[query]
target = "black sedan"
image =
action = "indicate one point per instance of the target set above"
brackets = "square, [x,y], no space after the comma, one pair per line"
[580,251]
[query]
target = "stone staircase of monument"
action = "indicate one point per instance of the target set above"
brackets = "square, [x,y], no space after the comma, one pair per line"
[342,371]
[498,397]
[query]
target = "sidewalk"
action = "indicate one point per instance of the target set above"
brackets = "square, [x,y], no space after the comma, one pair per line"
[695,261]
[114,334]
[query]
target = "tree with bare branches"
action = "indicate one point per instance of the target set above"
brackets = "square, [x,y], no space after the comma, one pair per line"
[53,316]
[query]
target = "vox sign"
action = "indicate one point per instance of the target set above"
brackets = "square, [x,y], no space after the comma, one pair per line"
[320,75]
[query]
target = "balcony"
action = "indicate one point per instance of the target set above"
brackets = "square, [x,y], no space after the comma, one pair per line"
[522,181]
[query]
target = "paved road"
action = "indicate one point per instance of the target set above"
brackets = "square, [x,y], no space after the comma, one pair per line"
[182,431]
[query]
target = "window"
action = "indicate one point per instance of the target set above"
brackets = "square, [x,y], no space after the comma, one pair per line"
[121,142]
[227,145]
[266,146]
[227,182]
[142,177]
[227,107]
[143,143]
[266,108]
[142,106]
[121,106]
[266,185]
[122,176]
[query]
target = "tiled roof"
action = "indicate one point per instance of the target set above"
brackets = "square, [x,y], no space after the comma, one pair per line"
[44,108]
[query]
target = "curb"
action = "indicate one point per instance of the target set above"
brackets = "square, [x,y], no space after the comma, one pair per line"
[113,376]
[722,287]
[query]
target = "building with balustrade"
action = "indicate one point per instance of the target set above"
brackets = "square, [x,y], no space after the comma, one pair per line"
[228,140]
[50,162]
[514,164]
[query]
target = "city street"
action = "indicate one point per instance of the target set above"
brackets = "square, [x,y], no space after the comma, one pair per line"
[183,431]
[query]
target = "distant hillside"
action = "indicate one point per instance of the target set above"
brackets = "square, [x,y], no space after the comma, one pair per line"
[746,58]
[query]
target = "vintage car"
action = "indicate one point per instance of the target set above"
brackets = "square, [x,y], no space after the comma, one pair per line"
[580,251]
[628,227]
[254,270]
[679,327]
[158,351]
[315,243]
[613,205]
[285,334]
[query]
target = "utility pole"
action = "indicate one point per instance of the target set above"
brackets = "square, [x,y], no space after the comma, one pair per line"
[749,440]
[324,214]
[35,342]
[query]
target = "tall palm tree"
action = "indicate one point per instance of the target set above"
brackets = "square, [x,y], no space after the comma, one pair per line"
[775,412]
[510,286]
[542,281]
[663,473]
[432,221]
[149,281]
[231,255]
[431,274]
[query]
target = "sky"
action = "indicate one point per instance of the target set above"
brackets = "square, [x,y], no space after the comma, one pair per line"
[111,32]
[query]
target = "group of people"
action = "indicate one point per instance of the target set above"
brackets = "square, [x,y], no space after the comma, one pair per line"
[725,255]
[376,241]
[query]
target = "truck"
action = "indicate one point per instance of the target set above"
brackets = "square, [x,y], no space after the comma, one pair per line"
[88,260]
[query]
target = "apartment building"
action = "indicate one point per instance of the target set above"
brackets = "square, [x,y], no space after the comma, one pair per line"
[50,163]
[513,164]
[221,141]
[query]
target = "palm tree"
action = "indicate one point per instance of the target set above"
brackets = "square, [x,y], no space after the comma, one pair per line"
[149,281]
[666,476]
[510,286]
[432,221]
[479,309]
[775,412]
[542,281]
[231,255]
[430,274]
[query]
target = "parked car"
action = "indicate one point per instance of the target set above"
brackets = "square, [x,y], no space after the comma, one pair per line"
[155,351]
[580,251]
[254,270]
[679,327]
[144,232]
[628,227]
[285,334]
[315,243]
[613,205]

■ GIVEN REQUEST
Extract all of the data above without altering anything.

■ RESULT BELOW
[query]
target = "black sedan"
image =
action = "indicate one point per instance of the target set above"
brackets = "square, [x,y], no space after the comma, one pair per line"
[580,251]
[query]
target = "stone staircase of monument"
action = "indicate one point per instance of the target set above"
brackets = "square, [x,y], no space after the comma, one pair per line"
[342,371]
[498,397]
[query]
target = "sidewalk"
action = "indicate one point per instance of the target set above"
brackets = "square, [x,y], no space after the comma, one pair per line"
[695,261]
[114,334]
[query]
target = "tree with bare branches"
action = "indicate one point per instance of the target set above"
brackets = "square, [x,y], no space after the comma, one pair per line"
[53,316]
[query]
target = "vox sign"
action = "indicate one point per instance of the target set above"
brackets = "square, [x,y], no space after the comma, one pair per line"
[320,75]
[query]
target = "balcony"
action = "indicate one point per instance of the target set above"
brackets = "square, [x,y], no space after the comma, one pair per line"
[522,181]
[query]
target = "paved road"
action = "indicate one point per instance of the target set above"
brackets = "square, [x,y], no space after the comma, one pair per line"
[182,431]
[query]
target = "window"
action = "indicate one point per instance of the target set above"
brackets = "square, [x,y], no space after the comma, one pair per line"
[121,142]
[227,145]
[266,146]
[227,182]
[142,177]
[227,107]
[143,143]
[266,108]
[142,106]
[121,106]
[266,185]
[122,176]
[query]
target = "tiled roof"
action = "indicate one point per instance of the target set above"
brackets = "square, [x,y], no space after the comma, one pair per line"
[44,108]
[query]
target = "curb"
action = "indicate one point per instance of the target set above"
brackets = "square, [x,y], no space after the comma, one pair per line"
[113,376]
[722,287]
[query]
target = "building with balustrade"
action = "indicate one point per instance of the target set above"
brackets = "square, [x,y], no space after the comma, one pair per line"
[228,140]
[50,162]
[514,164]
[query]
target = "city street"
action = "indicate one point per instance of the target set above"
brackets = "square, [x,y], no space after the comma, one pair per line"
[183,431]
[query]
target = "distant hillside"
action = "indicate one point per instance of the target set above"
brackets = "square, [x,y], no space after the comma, one pair per line"
[746,58]
[query]
target = "vintage car"
action = "indicate one point per instance of the target set above"
brackets = "square, [x,y], no space after the comma, one pair per line"
[580,251]
[628,227]
[254,270]
[679,327]
[158,351]
[315,243]
[613,205]
[285,334]
[query]
target = "utility pole"
action = "indicate one point per instance of the target set above"
brackets = "square, [x,y], no space after the comma, one pair per line"
[749,440]
[324,214]
[35,342]
[query]
target = "tall palm tree"
action = "indicate one point per instance of the target set above"
brackets = "square, [x,y], no space after the comma, one pair per line"
[775,412]
[510,286]
[542,281]
[663,473]
[432,221]
[149,281]
[231,255]
[431,274]
[query]
target = "sky"
action = "indicate one point per instance of the target set above"
brackets = "square, [x,y], no space after the comma, one pair per line"
[111,32]
[query]
target = "group of people"
action = "indicate one point per instance of the target set above"
brackets = "square, [x,y], no space after the comma, one pair per line"
[725,255]
[376,241]
[query]
target = "truck"
action = "indicate one point per instance of the target set above"
brackets = "square, [x,y], no space after the comma, one pair per line"
[88,260]
[query]
target = "apartment building"
action = "indicate one point per instance of the target set above"
brackets = "square, [x,y], no space after the comma, one pair per line"
[50,163]
[513,164]
[221,141]
[query]
target = "palm tree"
action = "indicate one point per instance of the target set above"
brackets = "square, [x,y], no space after the comma, one pair per line"
[149,281]
[666,476]
[510,286]
[432,221]
[479,309]
[775,412]
[542,281]
[231,255]
[430,274]
[query]
target = "parked car"
action = "indicate one point per instance of the target set above"
brackets = "square, [x,y], no space after the comma, one pair per line"
[155,351]
[580,251]
[254,270]
[679,327]
[144,232]
[628,227]
[285,334]
[315,243]
[613,205]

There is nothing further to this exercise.